Report how many lines in the records below contain the string "rock". Case counts. Give only the number.

— start RECORDED DATA —

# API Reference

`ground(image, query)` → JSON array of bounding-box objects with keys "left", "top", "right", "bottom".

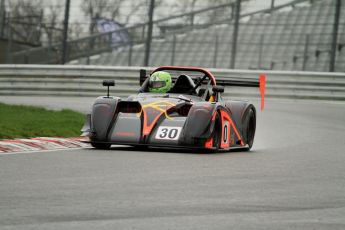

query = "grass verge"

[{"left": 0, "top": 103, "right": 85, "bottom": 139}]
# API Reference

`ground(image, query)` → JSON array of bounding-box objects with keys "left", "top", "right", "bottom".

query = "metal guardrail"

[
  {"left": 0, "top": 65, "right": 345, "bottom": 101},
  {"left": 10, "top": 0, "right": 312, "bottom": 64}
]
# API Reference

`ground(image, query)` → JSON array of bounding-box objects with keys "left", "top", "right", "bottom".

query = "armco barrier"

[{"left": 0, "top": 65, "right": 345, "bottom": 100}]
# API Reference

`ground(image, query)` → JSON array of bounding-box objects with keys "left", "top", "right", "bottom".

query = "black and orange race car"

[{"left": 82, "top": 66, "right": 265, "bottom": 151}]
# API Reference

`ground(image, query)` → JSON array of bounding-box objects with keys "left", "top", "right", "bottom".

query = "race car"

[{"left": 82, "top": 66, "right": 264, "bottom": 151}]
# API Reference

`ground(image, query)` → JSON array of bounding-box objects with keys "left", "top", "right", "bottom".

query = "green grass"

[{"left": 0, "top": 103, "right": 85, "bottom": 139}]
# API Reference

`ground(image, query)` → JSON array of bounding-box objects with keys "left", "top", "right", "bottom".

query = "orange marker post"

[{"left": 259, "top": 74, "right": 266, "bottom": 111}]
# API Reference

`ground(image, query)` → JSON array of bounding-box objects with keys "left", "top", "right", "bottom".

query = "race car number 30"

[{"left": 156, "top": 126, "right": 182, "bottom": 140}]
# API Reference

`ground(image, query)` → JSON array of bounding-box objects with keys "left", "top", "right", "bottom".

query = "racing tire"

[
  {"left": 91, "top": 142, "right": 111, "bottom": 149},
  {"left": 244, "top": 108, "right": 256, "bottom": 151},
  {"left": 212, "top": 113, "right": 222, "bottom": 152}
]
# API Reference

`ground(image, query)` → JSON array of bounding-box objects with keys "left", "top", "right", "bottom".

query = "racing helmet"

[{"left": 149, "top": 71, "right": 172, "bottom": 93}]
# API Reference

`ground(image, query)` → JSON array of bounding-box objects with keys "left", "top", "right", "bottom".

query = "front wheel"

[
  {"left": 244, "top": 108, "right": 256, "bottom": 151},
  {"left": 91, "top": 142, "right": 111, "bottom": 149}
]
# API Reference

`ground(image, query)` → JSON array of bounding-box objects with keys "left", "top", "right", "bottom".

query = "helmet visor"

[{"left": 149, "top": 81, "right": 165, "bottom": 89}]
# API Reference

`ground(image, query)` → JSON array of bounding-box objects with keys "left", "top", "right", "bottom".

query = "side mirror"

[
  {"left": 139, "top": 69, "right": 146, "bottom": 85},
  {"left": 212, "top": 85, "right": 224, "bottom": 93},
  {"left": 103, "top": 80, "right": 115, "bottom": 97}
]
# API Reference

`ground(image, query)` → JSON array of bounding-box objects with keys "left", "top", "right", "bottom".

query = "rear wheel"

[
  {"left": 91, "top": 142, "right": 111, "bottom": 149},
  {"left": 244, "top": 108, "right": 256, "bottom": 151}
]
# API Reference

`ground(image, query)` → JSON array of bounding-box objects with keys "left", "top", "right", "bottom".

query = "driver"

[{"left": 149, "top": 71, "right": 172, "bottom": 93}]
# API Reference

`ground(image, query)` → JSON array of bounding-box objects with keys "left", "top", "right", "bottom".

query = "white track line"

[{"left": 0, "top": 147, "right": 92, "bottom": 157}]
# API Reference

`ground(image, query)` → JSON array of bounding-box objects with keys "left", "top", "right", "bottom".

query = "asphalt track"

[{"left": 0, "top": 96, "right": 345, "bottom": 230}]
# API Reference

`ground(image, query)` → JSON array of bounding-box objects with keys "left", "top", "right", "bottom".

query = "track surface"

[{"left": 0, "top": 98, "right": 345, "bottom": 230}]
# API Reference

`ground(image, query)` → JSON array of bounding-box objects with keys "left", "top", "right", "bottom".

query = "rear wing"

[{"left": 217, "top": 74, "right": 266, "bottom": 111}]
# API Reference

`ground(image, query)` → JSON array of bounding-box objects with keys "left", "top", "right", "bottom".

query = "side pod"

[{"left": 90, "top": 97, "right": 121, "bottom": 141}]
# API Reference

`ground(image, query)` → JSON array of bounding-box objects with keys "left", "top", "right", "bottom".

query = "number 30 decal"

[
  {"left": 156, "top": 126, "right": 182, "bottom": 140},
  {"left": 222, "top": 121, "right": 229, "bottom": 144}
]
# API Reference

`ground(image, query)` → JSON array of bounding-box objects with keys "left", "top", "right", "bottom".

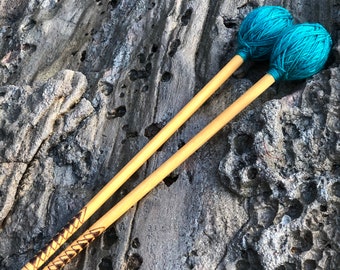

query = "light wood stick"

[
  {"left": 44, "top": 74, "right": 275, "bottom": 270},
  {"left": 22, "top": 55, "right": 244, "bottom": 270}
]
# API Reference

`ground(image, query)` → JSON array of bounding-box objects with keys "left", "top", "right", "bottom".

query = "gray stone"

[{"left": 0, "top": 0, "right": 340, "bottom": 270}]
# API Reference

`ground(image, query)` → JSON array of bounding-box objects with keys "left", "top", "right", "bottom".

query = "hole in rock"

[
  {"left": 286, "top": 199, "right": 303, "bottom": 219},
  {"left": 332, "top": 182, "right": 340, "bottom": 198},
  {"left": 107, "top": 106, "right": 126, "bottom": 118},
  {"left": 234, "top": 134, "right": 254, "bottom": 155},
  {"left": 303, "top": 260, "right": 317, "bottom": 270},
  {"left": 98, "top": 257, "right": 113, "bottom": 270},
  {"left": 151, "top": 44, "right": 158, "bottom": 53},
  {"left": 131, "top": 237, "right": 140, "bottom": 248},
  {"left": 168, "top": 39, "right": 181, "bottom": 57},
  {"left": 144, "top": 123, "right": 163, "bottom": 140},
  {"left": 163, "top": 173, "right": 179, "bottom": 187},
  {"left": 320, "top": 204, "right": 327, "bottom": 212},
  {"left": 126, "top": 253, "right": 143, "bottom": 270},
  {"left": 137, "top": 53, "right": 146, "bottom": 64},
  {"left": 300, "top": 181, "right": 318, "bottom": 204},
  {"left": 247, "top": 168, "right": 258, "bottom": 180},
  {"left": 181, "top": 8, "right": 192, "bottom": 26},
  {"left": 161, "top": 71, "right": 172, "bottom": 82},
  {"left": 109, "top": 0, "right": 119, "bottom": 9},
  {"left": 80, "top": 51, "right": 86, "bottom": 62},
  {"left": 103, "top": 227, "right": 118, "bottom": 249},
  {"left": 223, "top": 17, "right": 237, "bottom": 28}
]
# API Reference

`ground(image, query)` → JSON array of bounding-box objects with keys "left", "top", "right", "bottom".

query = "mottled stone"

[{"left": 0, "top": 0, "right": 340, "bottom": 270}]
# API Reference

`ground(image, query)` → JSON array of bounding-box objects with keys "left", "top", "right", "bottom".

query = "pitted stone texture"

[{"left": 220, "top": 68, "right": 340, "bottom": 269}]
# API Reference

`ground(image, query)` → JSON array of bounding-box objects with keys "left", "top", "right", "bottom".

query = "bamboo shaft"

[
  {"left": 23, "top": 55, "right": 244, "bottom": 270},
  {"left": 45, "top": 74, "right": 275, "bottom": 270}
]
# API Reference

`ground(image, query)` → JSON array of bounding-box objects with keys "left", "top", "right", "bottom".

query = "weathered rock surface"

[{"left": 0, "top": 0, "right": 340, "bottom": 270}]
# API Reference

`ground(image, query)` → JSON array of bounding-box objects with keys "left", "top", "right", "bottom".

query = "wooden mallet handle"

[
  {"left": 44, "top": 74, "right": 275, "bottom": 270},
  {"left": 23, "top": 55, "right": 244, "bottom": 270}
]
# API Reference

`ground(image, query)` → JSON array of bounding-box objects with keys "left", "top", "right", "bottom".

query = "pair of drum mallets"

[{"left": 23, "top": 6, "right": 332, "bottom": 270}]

— end RECORDED DATA —

◆ PROBLEM SOLUTION ◆
2